• TEXT EXTRACT:
The ISLRN or International Standard Language Resource Number is Persistent Unique Identifier for Language Resources.

Context 
On November 18, 2013, 12 major organisations (see list below) from the fields Language Resources and Technologies, Computational Linguistics, and Digital Humanities held a cooperation meeting in Paris (France) and agreed to announce the establishment of the International Standard Language Resource Number (ISLRN), to be assigned to each Language Resource.

Among the 12 organisations, 4 institutions constitute the ISLRN Steering Committee (ST)

 ADHO
 ACL
 Asian Federation of Natural Language Processing ST
 COCOSDA, International Committee for the Coordination & Standardisation of Speech Databases and Assessment Techniques
 ICCL (COLING)
 European Data Forum
 ELRA ST
 IAMT, International Association for Machine Translation 
 ISCA
 LDC ST
 [www.cocosda.org Oriental COCOSDA] ST
 RMA, Language Resource Management Agency

Size and Content 
The Joint Research Centre(JRC), the [European Commission]'s in-house science   service, was the first organisation to adopt the ISLRN initiative and requested.

• Records from a collection:
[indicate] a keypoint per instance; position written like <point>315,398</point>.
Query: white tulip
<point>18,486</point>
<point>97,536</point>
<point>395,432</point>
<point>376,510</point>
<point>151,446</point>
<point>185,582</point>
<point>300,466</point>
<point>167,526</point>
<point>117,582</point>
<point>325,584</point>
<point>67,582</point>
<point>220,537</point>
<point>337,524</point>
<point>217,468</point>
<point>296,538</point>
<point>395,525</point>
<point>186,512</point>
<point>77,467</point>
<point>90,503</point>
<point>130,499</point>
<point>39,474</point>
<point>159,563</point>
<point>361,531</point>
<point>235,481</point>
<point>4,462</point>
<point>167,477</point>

• WHAT YOU WILL DO: Please write what comes next in the text about the ISLRN, starting right after its last sentence.

• RESPONSE BELOW:
2500 resources and tools have already been allocated an ISLRN. These resources include written data (Annotated corpus, Annotated text, List of misspelled word, Terminological database, Treebank, Wordnet, etc.) and speech corpora (Synthesised Speech, Transcripts and Audiovisual Recordings, Conversational Speech, Folk Sayings, etc.)

Objectives 
Providing Language Resources with unique names and identifiers using a standardized nomenclature ensures the identification of each Language Resources and streamlines the citation with proper references in activities within Human Language Technology as well as in documents and scientific publications. Such unique identifier also enhances the reproducibility, an essential feature of scientific work.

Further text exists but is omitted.